____ RECORD SET

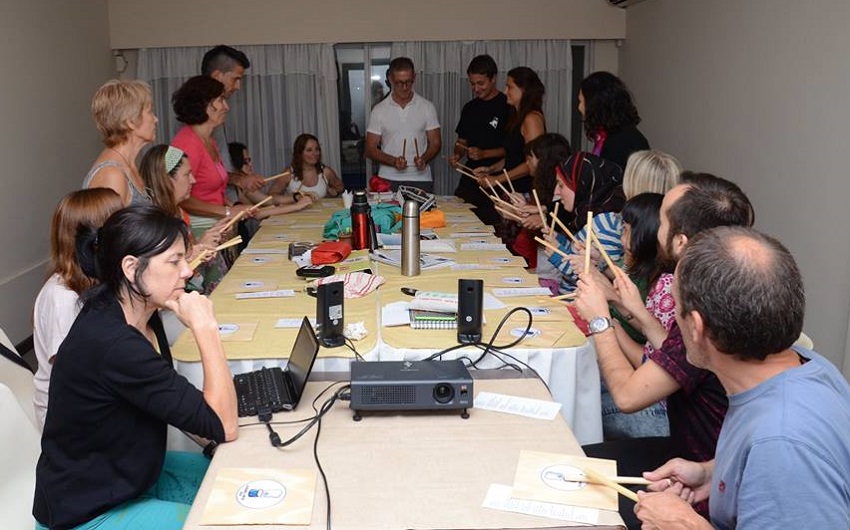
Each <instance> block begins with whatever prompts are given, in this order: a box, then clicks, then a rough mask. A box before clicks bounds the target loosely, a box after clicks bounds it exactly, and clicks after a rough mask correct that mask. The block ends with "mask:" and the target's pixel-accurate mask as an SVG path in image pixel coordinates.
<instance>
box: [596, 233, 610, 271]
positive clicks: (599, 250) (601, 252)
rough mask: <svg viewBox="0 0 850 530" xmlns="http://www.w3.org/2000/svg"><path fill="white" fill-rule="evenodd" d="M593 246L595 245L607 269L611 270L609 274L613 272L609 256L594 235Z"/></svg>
mask: <svg viewBox="0 0 850 530" xmlns="http://www.w3.org/2000/svg"><path fill="white" fill-rule="evenodd" d="M593 244H594V245H596V248H597V249H599V253H600V254H602V257H603V258H605V263H607V264H608V268H609V269H611V272H614V269H615V267H614V262H613V261H611V256H609V255H608V252H607V251H606V250H605V247H603V246H602V243H601V242H600V241H599V238H598V237H596V234H593Z"/></svg>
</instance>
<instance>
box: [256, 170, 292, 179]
mask: <svg viewBox="0 0 850 530" xmlns="http://www.w3.org/2000/svg"><path fill="white" fill-rule="evenodd" d="M291 174H292V170H291V169H287V170H286V171H284V172H283V173H278V174H277V175H272V176H271V177H266V178H264V179H263V181H265V182H268V181H270V180H274V179H279V178H280V177H285V176H287V175H291Z"/></svg>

________

### WHAT TO WORK ON
Replace "clicks" with "points" throughout the lines running from the start of the records through the line containing "rough mask: <svg", inclusive, and leave the pictures out of your answer.

### SOLUTION FOR THIS TASK
Each <instance> block begins with whatever prompts are given, in this order: a box, then points, then a rough mask. A box before points bounds the target loosely, a box after points bounds it exactly, and points after a rough mask correct that mask. The block ends with "mask:" and the target's pixel-accurate mask as an SVG path in image pixel coordinates.
<instance>
box: [596, 233, 610, 271]
positive points: (599, 250) (601, 252)
rough mask: <svg viewBox="0 0 850 530" xmlns="http://www.w3.org/2000/svg"><path fill="white" fill-rule="evenodd" d="M593 246L595 245L607 269L611 270L609 274L613 272L609 256L594 235Z"/></svg>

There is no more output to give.